# START OF THE RECORDS

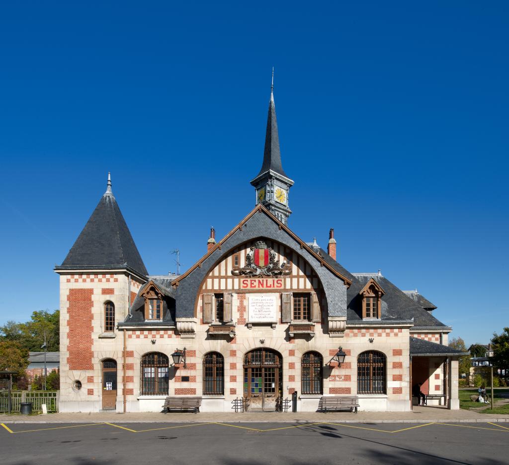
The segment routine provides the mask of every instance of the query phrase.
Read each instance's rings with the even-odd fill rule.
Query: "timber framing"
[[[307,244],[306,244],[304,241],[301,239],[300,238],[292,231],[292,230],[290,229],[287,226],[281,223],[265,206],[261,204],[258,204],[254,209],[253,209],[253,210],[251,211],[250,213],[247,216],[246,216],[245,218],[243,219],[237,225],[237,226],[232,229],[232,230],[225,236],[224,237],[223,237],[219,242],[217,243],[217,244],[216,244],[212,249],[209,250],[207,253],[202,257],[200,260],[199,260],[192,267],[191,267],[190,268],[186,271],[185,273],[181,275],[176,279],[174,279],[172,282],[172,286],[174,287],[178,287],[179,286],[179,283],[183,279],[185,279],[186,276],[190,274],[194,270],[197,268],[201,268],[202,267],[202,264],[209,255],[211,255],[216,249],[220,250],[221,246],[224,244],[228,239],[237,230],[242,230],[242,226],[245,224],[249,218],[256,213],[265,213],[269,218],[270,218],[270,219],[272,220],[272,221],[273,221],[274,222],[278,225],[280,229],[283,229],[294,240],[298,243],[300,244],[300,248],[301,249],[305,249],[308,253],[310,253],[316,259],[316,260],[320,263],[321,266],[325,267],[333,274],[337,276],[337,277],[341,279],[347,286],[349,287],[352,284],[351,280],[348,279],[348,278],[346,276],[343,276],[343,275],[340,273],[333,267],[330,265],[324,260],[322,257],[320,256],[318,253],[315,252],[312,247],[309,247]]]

# END OF THE RECORDS
# START OF THE RECORDS

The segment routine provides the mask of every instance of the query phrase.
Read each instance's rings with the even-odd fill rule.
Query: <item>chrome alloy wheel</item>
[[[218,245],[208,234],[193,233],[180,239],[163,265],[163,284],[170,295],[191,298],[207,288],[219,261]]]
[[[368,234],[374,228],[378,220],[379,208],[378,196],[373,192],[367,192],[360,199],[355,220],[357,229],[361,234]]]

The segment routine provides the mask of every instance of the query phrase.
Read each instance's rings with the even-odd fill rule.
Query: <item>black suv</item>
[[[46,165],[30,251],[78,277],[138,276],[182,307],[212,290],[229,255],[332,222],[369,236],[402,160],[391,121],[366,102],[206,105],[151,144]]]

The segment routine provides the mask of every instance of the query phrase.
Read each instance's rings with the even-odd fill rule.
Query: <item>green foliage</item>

# END OF THE RECORDS
# START OF THE RECORDS

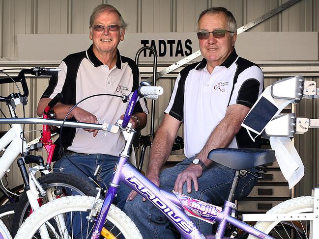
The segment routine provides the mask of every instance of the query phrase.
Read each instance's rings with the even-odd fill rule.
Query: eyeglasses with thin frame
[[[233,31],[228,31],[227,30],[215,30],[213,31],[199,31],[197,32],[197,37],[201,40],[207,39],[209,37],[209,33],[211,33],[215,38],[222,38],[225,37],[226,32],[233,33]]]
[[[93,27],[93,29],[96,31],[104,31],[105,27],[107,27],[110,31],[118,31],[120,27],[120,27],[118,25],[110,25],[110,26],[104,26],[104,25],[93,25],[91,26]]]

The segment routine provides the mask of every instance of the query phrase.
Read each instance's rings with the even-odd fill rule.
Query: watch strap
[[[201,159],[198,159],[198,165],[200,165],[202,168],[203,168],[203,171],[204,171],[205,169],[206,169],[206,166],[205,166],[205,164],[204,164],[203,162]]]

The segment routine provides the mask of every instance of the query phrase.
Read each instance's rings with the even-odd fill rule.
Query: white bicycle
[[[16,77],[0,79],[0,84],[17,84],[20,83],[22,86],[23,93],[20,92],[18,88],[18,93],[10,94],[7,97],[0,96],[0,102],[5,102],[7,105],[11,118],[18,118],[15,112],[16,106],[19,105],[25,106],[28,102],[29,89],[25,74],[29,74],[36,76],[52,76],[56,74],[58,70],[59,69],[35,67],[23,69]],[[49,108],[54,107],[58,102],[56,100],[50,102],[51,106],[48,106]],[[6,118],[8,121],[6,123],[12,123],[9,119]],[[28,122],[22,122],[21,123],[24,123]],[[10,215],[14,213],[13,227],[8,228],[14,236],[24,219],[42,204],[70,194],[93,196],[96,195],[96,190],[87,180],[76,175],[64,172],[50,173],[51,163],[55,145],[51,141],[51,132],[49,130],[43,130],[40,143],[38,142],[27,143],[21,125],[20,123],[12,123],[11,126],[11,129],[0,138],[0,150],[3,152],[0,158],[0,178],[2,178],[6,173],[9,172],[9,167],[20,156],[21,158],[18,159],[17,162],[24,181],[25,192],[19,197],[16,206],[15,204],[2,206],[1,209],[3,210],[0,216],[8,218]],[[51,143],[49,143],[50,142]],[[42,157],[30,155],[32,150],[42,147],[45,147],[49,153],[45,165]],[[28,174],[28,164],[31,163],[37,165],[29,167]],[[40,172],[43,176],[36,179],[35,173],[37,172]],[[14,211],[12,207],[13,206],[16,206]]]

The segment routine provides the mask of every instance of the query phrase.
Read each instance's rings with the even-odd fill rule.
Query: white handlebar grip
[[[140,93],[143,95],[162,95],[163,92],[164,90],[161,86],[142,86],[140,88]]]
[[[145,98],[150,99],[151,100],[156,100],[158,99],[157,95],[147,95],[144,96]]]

# END OF THE RECORDS

Extract every line of the records above that contains the string "item", treating uppercase and lowercase letters as distinct.

> OUTPUT OF THE EXERCISE:
Query: <item>chrome alloy wheel</item>
Query: <item>black suv</item>
Query: <item>green foliage</item>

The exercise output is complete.